>> BEGIN Information provided

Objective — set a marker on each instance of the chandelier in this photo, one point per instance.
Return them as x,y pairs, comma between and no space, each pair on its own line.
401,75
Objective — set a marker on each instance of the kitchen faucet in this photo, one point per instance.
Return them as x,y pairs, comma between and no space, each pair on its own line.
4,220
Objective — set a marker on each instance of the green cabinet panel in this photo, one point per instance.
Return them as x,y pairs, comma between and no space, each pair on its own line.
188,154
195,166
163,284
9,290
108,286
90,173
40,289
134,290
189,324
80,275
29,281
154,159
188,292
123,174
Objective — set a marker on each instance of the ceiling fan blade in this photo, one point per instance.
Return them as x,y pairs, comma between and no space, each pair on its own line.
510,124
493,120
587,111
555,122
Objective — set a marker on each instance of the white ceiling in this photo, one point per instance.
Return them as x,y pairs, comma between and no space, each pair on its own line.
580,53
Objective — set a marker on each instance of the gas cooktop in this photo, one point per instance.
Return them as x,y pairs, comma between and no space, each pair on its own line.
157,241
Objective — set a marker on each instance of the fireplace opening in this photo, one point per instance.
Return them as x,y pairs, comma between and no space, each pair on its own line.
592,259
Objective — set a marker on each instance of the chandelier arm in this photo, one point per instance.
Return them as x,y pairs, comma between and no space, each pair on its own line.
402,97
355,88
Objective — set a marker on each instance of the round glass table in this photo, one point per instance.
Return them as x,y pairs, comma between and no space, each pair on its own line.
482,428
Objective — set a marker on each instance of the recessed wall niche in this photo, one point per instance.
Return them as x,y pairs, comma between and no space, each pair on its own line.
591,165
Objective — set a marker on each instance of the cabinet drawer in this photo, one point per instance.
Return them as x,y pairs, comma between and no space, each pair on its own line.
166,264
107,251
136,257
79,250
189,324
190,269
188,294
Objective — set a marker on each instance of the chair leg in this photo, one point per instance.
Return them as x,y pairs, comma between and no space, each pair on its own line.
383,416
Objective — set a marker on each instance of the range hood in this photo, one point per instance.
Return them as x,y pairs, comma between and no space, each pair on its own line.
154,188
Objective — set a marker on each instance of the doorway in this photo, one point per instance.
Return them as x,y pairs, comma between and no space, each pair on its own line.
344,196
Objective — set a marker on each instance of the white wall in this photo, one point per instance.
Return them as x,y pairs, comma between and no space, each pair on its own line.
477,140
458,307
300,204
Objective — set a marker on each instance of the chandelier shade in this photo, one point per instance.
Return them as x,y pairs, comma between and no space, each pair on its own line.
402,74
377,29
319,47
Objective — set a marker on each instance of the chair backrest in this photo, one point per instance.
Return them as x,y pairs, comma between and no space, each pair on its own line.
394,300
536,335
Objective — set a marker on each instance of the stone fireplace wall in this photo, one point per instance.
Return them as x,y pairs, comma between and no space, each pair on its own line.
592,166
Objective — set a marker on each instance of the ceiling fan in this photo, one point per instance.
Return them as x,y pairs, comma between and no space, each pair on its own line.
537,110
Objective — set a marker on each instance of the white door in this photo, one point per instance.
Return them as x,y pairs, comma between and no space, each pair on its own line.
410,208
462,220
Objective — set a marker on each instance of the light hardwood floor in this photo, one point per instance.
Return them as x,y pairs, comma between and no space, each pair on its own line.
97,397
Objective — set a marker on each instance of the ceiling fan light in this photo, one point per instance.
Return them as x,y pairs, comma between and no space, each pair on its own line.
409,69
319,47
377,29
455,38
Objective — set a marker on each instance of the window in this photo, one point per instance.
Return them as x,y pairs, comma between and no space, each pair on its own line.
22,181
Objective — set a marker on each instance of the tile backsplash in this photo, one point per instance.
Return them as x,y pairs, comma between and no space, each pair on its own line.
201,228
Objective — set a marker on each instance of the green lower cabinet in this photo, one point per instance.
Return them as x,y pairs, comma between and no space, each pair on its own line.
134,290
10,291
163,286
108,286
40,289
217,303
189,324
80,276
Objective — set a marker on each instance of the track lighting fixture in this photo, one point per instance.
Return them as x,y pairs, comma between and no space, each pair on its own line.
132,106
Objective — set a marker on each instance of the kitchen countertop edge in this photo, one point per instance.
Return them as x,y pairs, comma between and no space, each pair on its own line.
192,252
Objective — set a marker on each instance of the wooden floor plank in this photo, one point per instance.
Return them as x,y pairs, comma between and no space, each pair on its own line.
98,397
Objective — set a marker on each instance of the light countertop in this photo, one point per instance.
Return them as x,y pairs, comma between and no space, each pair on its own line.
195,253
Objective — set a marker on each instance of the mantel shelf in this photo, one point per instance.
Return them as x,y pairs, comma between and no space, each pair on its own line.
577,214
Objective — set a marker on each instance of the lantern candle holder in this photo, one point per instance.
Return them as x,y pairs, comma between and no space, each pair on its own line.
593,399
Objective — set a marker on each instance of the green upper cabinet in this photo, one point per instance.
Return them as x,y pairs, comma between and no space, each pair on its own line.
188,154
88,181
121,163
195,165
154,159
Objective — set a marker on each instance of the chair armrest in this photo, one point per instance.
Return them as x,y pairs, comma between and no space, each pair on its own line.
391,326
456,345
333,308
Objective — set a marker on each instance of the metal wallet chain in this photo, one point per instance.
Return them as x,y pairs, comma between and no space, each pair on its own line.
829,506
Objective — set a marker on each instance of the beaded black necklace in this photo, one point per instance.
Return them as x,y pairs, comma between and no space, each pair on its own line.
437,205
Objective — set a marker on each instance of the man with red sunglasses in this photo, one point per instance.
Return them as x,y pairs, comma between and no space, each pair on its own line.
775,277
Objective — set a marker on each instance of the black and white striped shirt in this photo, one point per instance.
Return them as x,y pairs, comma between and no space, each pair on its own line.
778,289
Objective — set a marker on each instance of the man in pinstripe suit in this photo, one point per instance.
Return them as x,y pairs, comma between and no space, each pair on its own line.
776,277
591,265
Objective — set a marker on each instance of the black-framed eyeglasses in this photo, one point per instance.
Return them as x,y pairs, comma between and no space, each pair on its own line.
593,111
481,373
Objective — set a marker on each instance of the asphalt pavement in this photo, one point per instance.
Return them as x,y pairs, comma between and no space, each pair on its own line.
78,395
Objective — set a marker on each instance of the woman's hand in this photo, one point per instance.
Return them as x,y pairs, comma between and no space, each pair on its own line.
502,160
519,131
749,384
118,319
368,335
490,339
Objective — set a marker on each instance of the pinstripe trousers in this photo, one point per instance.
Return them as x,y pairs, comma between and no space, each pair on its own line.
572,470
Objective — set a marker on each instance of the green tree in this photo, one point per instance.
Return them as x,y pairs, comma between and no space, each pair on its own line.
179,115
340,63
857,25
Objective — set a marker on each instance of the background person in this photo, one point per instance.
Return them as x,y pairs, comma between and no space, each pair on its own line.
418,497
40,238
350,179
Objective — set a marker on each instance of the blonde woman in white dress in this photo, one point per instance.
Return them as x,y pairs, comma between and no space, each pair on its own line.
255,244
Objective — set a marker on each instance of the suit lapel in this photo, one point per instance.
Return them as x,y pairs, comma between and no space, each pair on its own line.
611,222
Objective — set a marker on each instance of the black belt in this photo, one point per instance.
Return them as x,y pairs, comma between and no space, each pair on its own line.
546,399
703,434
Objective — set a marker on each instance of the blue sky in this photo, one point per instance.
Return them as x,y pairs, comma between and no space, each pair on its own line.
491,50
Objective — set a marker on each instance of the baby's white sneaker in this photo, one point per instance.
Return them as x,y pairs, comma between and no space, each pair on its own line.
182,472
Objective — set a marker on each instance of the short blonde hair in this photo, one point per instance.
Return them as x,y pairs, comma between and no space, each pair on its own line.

>> END Information provided

The problem -
Reproduce every entry shown above, precisely as it stands.

Solution to this problem -
Objective — set a marker on each instance of the chandelier in this photo, one point per instance.
Return them as x,y pairs, comma between and no space, each pair on its own line.
401,75
Objective — set a marker on each instance of the kitchen faucet in this photo, one point per instance.
Return them as x,y pairs, comma between and no space, each pair on its own line.
4,220
Objective — set a marker on each instance of the green cabinet panel in this photo, one point per instance.
Return them as x,y pairs, comma between and no space, each pair on its own line.
188,154
195,166
163,284
9,290
108,286
90,173
40,289
134,290
189,324
80,275
29,281
154,159
188,292
123,174
Objective — set a marker on each instance of the ceiling fan blade in this photo, one point per instance.
Return them as x,y pairs, comma between and no space, each pair on its own line.
510,124
493,120
587,111
555,122
Objective — set a marker on each instance of the white ceiling in this photo, one point per instance.
Return them as x,y pairs, comma between and no space, each pair on its own line.
580,53
Objective — set a marker on each instance of the gas cooktop in this photo, one point per instance.
Return them as x,y pairs, comma between and no space, each pair on its own line.
157,241
Objective — set a marker on each instance of the fireplace opening in this photo, one point per instance.
Return them as x,y pairs, comma between and no space, each pair on its own line.
592,259
Objective — set a marker on each instance of the chandelier arm in this photo, one point per instance.
Return them as x,y pairs, comma between and no space, each pair on its own line.
402,97
355,88
Objective — set a marker on each instance of the round glass table in this photo, one point per instance.
Return them as x,y pairs, comma between and no space, each pair on its own line.
482,428
Objective — set a marker on each instance of the recessed wall niche in this photo, one point per instance.
Return them as x,y pairs, comma between and no space, each pair on its own line.
591,165
Objective — set a marker on each instance of the cabinet drawer in this photo, one point per instance.
Return them as x,y pairs, comma between and no space, each pair on its own line.
166,264
107,251
136,257
79,250
189,324
190,269
188,294
Objective — set a marker on each instance of the chair leg in this photo, one point per instance.
Return them as x,y pairs, comma between and no space, each pair on its own line.
383,416
Objective — set a marker on each instance of the range hood in this photo, one point per instance.
Return them as x,y pairs, comma between and no space, each pair on its own line.
154,188
Objective — set a marker on each instance of the doorway in this photo, one point per instance.
Return them as x,y pairs, comma between and no space, each pair on its own line.
344,196
Objective — set a marker on each instance of the white wall in this photo, one point per instance.
Return them as x,y pairs, comma between and no space, each pair on its own line.
477,140
458,307
300,204
Objective — set a marker on each instance of the chandelier shade in this photo, one point per instance.
Return them as x,y pairs, comma between and no space, each pair on its own line.
402,74
377,29
319,47
Objective — set a marker on each instance of the chair backrest in this photo, one point per instance.
Return them as x,y pairs, comma between and no space, each pair on its own line.
394,300
536,335
Objective — set a marker on each instance of the stone fireplace wall in this photo, one point per instance.
Return them as x,y pairs, comma between and no space, each pair on its own line.
592,166
Objective — set a marker on each instance of the ceiling fan in this photo, one point per instance.
Return them as x,y pairs, comma between and no space, each pair on its own line.
537,110
Objective — set a marker on each instance of the white door in this photo, one point per instance.
Return them as x,y pairs, comma between and no space, each pair on its own line.
410,208
462,220
Objective — set a marker on each instance of the light hardwood floor in this photo, one point per instance.
Return them as x,y pairs, comma between and no space, each pair on its own line.
97,397
Objective — set a marker on each instance of the ceiling fan light in this photo, one point per instance.
Return them as x,y pairs, comma between and no space, each pair on its own line.
409,69
319,47
377,29
455,38
Objective — set a marker on each instance of the window in this photo, one point per instance.
Return them as x,y pairs, comma between and no space, each pair on its own line.
22,181
Objective — set a marker on each instance of the tile backsplash in this photo, one point per instance.
Return them as x,y pairs, comma between and no space, each pair on its own line.
201,228
Objective — set a marker on each instance of the green lower cabinet in this photo, one point per instance.
Return them as x,y pairs, comma between and no space, each pair on its own line.
134,290
10,291
163,286
108,286
40,289
217,303
189,324
80,276
Objective — set a marker on each instance of the track lighting fixture in this photo, one point per instance.
Return them as x,y pairs, comma between and no space, each pair on its own line.
132,106
Objective — set a marker on each instance of the kitchen countertop edge in this photo, one point per instance.
Return them as x,y pairs, comma between and no space, each pair on its own line.
192,252
Objective — set a marker on each instance of the wooden floor plank in this photo, one point per instance.
Return them as x,y pairs, comma between and no space, each pair on its own line.
98,397
Objective — set a marker on each instance of the light countertop in this photo, one point per instance.
Return them as x,y pairs, comma between and no space, each pair on its own line.
195,253
Objective — set a marker on each instance of the mantel shelf in this photo, one point per instance.
Return them as x,y pairs, comma between and no space, each pair on its own line.
577,214
Objective — set a marker on each instance of the lantern candle holder in this photo, one point per instance.
Return them as x,y pairs, comma between and no space, each pair on its own line.
593,399
Objective — set a marker on each instance of the green upper cabinet in this photo, one point per instance.
Return them as x,y pairs, comma between and no space, each pair on its own line.
188,154
88,181
121,163
195,165
154,159
Objective — set a marker on each instance of the chair armrest in this photo, one point per instance.
Return them as x,y pairs, comma between and no space, each pair on its own line.
391,326
456,345
333,308
Objective — set a marker on each instance of the metal wallet chain in this photo, one point per instance.
Return them as x,y pairs, comma between and no space, each pair on its own line.
829,506
Objective — set a marker on each instance of the beaded black necklace in this photo, one point per instance.
Return them as x,y pairs, comma between and no space, each pair on its own line.
437,205
Objective — set a marker on each instance of the man with red sunglasses in this photo, one point per instance.
Return them as x,y pairs, comma between and no space, each pair on its own line.
775,277
Objective — set a marker on each instance of the black and white striped shirt in this photo, one point per instance.
Return them as x,y pairs, comma between and no space, each pair on its own line.
778,289
Objective — set a marker on each instance of the man in pinstripe suit in this photo, one point per instance.
Return them as x,y pairs, comma between and no space, each pair on its own line.
776,277
591,265
Objective — set a marker on each instance of the black-framed eyeglasses in this photo, one point per instance.
Return them as x,y pairs, comma between and no space, each pair on its own line.
593,111
481,373
Objective — set a marker on each instance of the asphalt pavement in this photo, one point per instance.
Return them as x,y pairs, comma between and no space, each pair on its own line.
78,395
Objective — set a marker on each instance of the woman's hand in this photo, one point per instance.
Return them as x,y pairs, comma between and no space, each pair on its own line.
502,160
519,131
749,384
118,319
368,335
490,339
Objective — set a marker on each instance of the pinstripe trousers in this photo, one point per instance.
Return them as x,y pairs, comma between and no space, each pair on its own line.
572,470
Objective — set a marker on each instance of the green tree in this photo, one point per instance.
Return them as x,y pairs, comma between and no space, each pair on its own line.
179,115
340,63
857,25
Objective — set a marker on each instance of the background person in this photo, one point per instance.
Return them as x,y pairs, comma between and no space, each pair on its own line.
418,497
40,238
350,179
Objective — set a marker on each instance of the blonde woman in white dress in this photo, one point per instance.
Return them as x,y pairs, comma between and no space, each pair on its own line.
255,244
Objective — set a marker on each instance of the suit lapel in this photo, one point per instance.
Return them as x,y pairs, comma between and no space, each pair on its own line.
611,222
Objective — set a marker on each instance of the black belt in this photo, one point per instance.
Return them as x,y pairs, comma between and no space, each pair on its own line.
546,399
703,434
Objective — set a marker on each instance of the blue sky in this photo, one point per instance.
Return them as x,y pairs, comma between and no space, each pair on its own line.
491,50
Objective — set a marker on each instance of the baby's white sneaker in this photo, one point per instance.
Return them as x,y pairs, comma between and no space, each pair on its own line.
182,472
Objective — set a marker on each instance of the short blonde hair in this photo, one point per instance.
Return them as x,y pairs, comma between and no space, each pair on its own line.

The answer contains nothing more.